··· SUPPLIED MATERIAL
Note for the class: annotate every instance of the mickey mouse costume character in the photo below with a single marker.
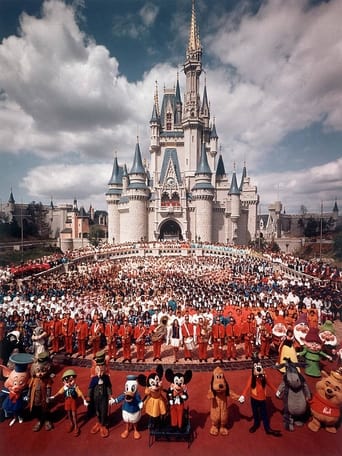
(154, 401)
(99, 394)
(256, 385)
(177, 394)
(131, 407)
(40, 391)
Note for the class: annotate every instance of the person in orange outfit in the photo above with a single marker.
(82, 333)
(67, 331)
(54, 333)
(126, 334)
(111, 333)
(95, 333)
(249, 331)
(218, 332)
(139, 335)
(232, 334)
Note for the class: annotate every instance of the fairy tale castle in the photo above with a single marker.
(184, 193)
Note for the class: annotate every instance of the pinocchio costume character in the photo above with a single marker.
······
• **TASK OBJECTIVE**
Copy all the data exactly as written, but skip any picture.

• **EXERCISE ANSWER**
Note for the class: annotate every instance of the mickey mouse costume character in the photo below with a single marker.
(154, 401)
(99, 394)
(256, 385)
(177, 394)
(131, 407)
(40, 391)
Note for the class: annotate every instance of the person in orange outfit in the photo above with a single marker.
(82, 333)
(67, 331)
(54, 333)
(126, 334)
(111, 333)
(95, 333)
(249, 331)
(218, 332)
(139, 335)
(232, 334)
Note for the class: annotate every instance of the fairy tale castle in the photo above with a single marker.
(184, 193)
Note for the class: annotate every instance of the pinocchio costume character in the photo above with a single marker.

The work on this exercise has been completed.